Work to be completed
Below are the records. Restate word for word every line from the one that contains "locate the long" through the final line, both included.

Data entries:
========

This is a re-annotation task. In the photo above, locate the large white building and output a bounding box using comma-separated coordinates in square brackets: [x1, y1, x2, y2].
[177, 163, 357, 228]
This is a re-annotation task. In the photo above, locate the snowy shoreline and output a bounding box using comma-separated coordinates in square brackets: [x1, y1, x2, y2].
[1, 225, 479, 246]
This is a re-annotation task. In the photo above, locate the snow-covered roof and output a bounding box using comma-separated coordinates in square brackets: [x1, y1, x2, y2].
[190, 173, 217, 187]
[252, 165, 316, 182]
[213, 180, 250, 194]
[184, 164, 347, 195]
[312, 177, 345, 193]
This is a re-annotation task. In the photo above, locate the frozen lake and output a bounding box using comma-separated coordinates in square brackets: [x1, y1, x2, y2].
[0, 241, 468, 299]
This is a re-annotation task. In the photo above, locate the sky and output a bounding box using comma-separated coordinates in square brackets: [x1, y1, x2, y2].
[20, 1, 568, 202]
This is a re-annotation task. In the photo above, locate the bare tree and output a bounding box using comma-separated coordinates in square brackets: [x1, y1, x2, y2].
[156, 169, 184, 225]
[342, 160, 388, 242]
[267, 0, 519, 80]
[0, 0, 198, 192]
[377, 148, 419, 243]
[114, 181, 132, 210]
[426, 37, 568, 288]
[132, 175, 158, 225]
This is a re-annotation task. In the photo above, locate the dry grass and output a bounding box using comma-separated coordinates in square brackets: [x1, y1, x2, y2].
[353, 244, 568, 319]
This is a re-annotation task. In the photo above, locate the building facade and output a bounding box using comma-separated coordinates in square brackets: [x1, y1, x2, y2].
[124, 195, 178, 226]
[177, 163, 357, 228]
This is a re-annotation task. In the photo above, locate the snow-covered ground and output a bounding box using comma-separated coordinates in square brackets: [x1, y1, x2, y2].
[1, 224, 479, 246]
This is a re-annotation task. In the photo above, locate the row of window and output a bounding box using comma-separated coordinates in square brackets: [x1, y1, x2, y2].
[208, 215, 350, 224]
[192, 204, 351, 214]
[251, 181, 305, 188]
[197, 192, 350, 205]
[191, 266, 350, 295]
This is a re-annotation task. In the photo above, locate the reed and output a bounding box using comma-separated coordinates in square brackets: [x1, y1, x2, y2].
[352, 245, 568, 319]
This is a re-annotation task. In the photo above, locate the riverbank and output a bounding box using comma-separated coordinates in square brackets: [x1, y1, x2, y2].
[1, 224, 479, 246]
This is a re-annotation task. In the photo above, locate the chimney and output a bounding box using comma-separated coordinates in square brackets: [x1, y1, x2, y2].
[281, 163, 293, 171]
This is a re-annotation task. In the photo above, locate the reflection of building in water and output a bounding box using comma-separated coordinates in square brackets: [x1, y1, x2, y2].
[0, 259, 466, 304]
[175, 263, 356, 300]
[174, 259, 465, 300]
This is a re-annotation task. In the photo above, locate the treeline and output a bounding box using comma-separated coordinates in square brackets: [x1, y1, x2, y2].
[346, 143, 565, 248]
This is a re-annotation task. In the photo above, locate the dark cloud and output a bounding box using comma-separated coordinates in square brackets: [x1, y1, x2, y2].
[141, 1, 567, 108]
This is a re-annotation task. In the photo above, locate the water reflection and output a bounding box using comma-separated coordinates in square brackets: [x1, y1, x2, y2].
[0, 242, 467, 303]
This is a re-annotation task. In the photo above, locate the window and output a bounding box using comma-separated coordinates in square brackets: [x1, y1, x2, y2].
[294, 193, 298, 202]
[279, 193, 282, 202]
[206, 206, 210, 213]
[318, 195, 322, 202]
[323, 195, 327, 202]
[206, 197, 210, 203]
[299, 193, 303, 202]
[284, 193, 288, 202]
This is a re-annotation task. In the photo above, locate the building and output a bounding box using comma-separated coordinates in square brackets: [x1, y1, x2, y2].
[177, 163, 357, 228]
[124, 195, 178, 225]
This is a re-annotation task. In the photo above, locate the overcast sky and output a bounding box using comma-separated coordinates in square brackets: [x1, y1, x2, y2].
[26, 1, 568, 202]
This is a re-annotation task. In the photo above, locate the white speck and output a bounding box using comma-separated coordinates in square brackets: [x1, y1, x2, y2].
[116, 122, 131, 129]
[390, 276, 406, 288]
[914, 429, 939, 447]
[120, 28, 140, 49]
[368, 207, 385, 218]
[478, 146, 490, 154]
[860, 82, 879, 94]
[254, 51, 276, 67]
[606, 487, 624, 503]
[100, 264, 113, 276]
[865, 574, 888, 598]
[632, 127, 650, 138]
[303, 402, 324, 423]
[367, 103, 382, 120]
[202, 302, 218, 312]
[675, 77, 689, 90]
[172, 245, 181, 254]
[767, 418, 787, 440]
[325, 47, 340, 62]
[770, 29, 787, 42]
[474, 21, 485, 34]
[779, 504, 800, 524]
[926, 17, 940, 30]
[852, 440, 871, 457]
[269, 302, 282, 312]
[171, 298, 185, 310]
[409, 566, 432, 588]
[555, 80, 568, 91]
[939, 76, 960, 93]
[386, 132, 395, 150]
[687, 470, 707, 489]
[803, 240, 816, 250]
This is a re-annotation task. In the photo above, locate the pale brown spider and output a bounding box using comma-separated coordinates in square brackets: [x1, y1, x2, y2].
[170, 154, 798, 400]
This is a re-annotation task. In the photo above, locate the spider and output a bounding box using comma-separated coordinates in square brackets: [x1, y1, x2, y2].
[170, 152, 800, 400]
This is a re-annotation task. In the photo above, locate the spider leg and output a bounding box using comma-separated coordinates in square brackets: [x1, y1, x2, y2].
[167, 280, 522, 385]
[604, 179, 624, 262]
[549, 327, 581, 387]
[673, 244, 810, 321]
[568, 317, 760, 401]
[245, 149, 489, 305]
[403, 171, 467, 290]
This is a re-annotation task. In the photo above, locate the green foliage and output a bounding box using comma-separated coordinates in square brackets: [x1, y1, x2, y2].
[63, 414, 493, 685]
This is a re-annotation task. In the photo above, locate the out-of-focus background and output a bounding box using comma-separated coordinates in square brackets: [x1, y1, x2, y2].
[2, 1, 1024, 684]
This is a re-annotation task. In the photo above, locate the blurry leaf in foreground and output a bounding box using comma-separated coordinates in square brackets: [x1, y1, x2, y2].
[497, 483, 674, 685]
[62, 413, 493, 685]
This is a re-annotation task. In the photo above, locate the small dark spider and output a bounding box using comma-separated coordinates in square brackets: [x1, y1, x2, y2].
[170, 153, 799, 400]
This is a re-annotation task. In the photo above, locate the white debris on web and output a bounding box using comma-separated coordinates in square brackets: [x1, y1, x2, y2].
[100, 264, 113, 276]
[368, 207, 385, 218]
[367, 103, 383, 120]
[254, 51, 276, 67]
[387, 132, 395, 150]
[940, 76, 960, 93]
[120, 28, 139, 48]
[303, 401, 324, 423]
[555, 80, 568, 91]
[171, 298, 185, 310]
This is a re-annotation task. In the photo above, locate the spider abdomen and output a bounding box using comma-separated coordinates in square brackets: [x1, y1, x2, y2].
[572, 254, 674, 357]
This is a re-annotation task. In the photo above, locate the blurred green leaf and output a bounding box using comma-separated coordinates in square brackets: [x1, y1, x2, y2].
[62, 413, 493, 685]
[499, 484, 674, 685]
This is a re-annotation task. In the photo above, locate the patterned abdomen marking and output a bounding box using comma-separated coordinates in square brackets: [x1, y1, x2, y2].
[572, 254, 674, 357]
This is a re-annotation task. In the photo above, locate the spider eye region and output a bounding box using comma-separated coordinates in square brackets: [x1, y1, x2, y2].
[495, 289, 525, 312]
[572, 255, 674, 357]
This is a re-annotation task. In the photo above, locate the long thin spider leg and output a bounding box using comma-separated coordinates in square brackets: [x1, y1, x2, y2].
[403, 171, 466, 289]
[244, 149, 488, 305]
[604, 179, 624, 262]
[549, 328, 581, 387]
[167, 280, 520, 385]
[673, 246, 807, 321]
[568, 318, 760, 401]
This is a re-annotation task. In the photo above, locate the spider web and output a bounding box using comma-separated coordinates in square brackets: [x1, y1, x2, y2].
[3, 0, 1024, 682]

========

Response for this exercise
This is a re-annotation task. In the photo above, locate the long thin spider leg and output a bounding box using comma-separated coordinates in square brackets: [x1, y1, x2, y2].
[403, 171, 466, 289]
[244, 149, 488, 305]
[604, 179, 624, 262]
[549, 328, 581, 387]
[167, 280, 520, 385]
[673, 246, 807, 321]
[568, 318, 760, 401]
This is a re-annotation task. In the photo above, locate the spider web and output a bounding box using comma-separated coordinates in square brackets: [x1, y1, x2, y2].
[3, 0, 1024, 682]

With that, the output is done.